- _What to work on_
Update each item below by changing "baseball cap" to "hat" and keeping the rest the same. Don't include the pictures in your answer.

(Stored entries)
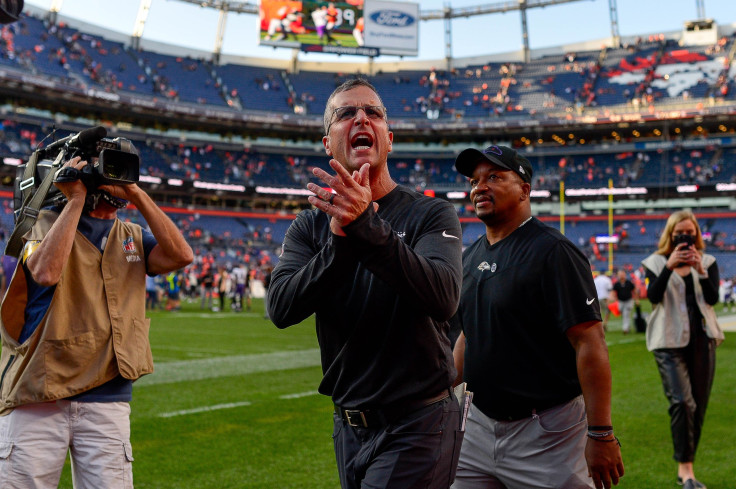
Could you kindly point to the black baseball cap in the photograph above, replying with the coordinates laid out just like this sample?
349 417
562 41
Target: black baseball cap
502 156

- _Task response_
Could you kindly point to the black hat in the photograph above, replying with the coordinates laid out just like this sample?
349 417
562 41
Target: black hat
502 156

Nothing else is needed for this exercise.